*TASK TO COMPLETE*
Transcribe the line with "[locate] asphalt path" and all the lines that follow it in the material below, exactly as they stand.

DATA SECTION: Begin

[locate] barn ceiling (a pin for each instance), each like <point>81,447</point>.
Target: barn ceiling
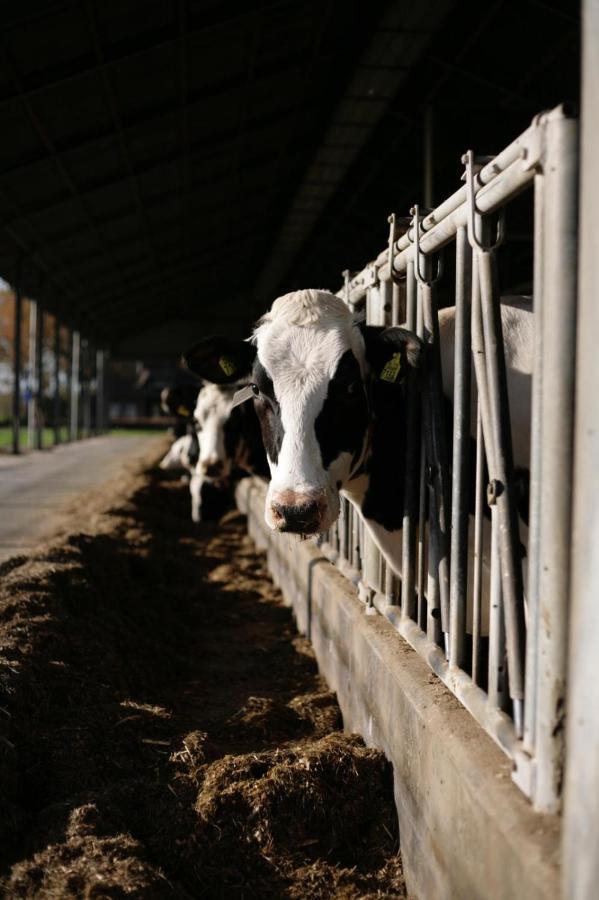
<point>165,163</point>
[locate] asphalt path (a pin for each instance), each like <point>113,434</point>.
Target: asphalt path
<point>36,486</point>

DATA SECTION: End

*WRITTEN ANSWER*
[locate] asphalt path (a pin for each instance), each like <point>113,434</point>.
Target: asphalt path
<point>36,486</point>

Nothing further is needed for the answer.